TO DO: Until the last line is reached, keep transcribing the material exactly.
/---
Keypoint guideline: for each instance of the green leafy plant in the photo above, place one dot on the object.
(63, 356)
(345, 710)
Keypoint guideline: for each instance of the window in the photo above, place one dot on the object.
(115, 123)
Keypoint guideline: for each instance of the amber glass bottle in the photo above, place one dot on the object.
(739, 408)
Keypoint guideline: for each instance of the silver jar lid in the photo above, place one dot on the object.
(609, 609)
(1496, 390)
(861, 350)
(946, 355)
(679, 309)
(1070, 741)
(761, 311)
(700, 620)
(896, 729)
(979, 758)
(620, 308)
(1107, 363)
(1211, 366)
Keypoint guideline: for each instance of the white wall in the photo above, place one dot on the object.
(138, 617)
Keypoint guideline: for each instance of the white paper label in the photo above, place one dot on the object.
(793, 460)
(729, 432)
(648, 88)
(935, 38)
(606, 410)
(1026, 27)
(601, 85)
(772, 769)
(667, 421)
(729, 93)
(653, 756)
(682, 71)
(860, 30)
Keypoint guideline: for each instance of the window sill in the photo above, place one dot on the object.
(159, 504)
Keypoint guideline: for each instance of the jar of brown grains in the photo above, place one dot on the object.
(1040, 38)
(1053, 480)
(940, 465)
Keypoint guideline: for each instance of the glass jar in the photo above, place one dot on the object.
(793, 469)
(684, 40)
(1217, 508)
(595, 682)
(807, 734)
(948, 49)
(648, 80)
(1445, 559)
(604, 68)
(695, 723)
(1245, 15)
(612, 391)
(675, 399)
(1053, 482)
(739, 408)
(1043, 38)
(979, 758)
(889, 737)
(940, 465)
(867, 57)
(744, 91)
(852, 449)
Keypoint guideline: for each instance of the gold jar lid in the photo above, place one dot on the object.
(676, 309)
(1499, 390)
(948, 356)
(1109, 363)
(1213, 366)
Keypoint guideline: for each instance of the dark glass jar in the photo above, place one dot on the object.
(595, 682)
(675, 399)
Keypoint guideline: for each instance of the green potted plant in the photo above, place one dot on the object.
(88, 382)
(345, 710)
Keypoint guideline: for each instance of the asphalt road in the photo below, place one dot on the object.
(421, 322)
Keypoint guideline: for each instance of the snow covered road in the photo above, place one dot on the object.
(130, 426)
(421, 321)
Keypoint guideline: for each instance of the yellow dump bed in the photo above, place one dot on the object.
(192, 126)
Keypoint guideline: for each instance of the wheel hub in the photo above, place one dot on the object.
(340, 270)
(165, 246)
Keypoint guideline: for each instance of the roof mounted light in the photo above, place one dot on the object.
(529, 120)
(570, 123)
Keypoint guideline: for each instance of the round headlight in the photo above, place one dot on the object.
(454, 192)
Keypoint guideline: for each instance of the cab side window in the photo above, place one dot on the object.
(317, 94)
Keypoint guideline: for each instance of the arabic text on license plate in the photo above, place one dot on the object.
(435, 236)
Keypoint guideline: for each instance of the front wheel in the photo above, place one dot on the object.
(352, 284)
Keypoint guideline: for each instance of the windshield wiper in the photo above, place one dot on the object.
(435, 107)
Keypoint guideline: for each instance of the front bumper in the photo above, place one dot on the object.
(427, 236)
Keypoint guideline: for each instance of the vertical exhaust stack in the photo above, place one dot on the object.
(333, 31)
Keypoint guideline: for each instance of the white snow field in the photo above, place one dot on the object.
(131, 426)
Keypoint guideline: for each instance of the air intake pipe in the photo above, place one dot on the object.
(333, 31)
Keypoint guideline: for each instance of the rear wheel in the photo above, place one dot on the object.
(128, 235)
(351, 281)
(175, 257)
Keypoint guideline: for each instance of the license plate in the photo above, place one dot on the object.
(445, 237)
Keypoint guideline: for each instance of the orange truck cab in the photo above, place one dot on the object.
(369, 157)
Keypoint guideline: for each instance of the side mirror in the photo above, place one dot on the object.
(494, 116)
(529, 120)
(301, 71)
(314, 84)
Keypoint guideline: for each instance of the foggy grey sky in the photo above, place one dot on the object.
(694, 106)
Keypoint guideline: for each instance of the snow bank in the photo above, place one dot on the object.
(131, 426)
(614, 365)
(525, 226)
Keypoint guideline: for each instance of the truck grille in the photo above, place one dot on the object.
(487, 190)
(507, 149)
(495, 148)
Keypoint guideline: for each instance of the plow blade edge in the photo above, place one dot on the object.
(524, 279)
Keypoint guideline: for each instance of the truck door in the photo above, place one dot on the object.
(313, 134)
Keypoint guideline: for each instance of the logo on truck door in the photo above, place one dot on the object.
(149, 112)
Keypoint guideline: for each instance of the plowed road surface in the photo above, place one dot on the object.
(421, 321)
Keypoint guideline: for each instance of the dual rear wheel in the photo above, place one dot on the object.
\---
COMPLETED EXERCISE:
Keypoint guideline: for each instance of the green leafy plant in the photo above, place one dot on the object.
(63, 356)
(345, 710)
Keypoint guideline: for each instance of the window in the photo above, place one dot on the object.
(115, 123)
Keypoint guideline: for each instance of the amber glass bottle in the photo above, place one dot on the object.
(739, 408)
Keypoint guideline: for each instance of the silver jar lid in the photo above, place one dot on the object.
(609, 609)
(1496, 390)
(861, 350)
(946, 355)
(679, 309)
(1070, 741)
(761, 311)
(700, 620)
(896, 729)
(979, 758)
(620, 308)
(1107, 363)
(1211, 366)
Keypoint guideline: for each instance of the white wall in the photo above, place one dot on the object.
(138, 617)
Keypoint guideline: for each instance of the white paper label in the photo above, place one dot on the object.
(793, 460)
(729, 432)
(648, 88)
(935, 38)
(606, 410)
(1026, 27)
(601, 85)
(772, 769)
(667, 421)
(729, 93)
(653, 756)
(682, 71)
(860, 30)
Keypoint guideline: for each instance of the window sill in the photo above, place one dot on the object.
(159, 504)
Keypoint guideline: for each instance of the jar of brown grains in the photo above, place one dot on the object.
(1040, 38)
(1053, 480)
(940, 465)
Keypoint guideline: for each instance of the glass jar in the photo above, place one dot on the object.
(793, 469)
(684, 40)
(1217, 508)
(595, 682)
(807, 734)
(948, 49)
(648, 80)
(1445, 559)
(604, 68)
(695, 723)
(1245, 15)
(612, 391)
(675, 399)
(1053, 482)
(739, 408)
(1043, 38)
(979, 758)
(889, 737)
(940, 465)
(867, 57)
(744, 91)
(852, 449)
Keypoint guideline: for each instance of the gold jar lid in the photo above, place one dot on the object.
(676, 309)
(1499, 390)
(948, 356)
(1109, 363)
(1213, 366)
Keypoint guideline: for each instance of the dark glass jar in the photo above, place one dot on the object.
(595, 682)
(675, 399)
Keypoint guideline: for each instance of the green potted plant in the photo above, place one dot on the object.
(88, 382)
(345, 710)
Keypoint guideline: for each instance of the asphalt road in the photo below, place one dot on the object.
(421, 322)
Keypoint guideline: for each instance of the snow covered road in the photo above, place one dot on the object.
(130, 426)
(421, 321)
Keypoint guideline: for each instance of the yellow dump bed in the photo above, place one dot on the object.
(192, 126)
Keypoint guideline: for each instance of the wheel hub in the photo above, place one dot on the object.
(340, 270)
(165, 246)
Keypoint guideline: for each instance of the roof mounted light in the photo above, place one dot on the object.
(529, 120)
(570, 123)
Keypoint guideline: for each instance of the round headlight in the photo above, place one dot on the object.
(454, 192)
Keypoint guideline: for each instance of the cab side window in the photo above, place one dot on the object.
(317, 94)
Keypoint guideline: for each instance of the arabic text on license plate in the photo above, place one dot on the object.
(435, 236)
Keypoint guideline: for each instance of the front wheel in the photo above, place one dot on the object.
(352, 284)
Keypoint guideline: for each instance of the windshield wiper in the photo above, place one dot on the object.
(435, 107)
Keypoint guideline: for each instance of the front bumper in the photo above, place one dot on the object.
(427, 236)
Keypoint guideline: for each instance of the vertical exhaust stack in the photo above, place one dot on the object.
(333, 31)
Keypoint guideline: for each instance of the white snow field in the photo above, place one dot on the object.
(131, 426)
Keypoint guideline: for each instance of the air intake pipe in the photo above, place one dot on the object.
(333, 31)
Keypoint guideline: for each instance of the rear wheel in the photo above, place one dot on the object.
(128, 235)
(351, 281)
(175, 257)
Keypoint guideline: for each instance of the license plate in the photo above, place one dot on the object.
(445, 237)
Keypoint guideline: for each instance of the orange truck cab in the photo above, place one dot on the object.
(369, 157)
Keypoint guideline: for each instance of the side mirror in the photo above, place one dot on the object.
(494, 116)
(529, 120)
(301, 71)
(314, 84)
Keypoint guideline: for each instance of the foggy grey sky in the photo above, place one dot on the object.
(694, 106)
Keypoint guideline: for each instance of the snow bank in the photo above, place one dot on the object.
(131, 426)
(614, 365)
(525, 226)
Keypoint guideline: for each instance of the truck grille in the photo above, place one dot on the object.
(487, 190)
(507, 149)
(495, 148)
Keypoint guideline: for each instance of the plow blade edge in the photo above, place one dot on the object.
(524, 279)
Keypoint guideline: for each instance of the truck door in the photo above, place one dot on the object.
(313, 134)
Keypoint guideline: for each instance of the logo on truck door in the photo above, place one dot on the object.
(149, 112)
Keypoint guideline: for each instance of the plowed road surface in the photo above, place one dot on the object.
(421, 321)
Keypoint guideline: for each instance of the dual rear wheel in the photo above, place one dot on the object.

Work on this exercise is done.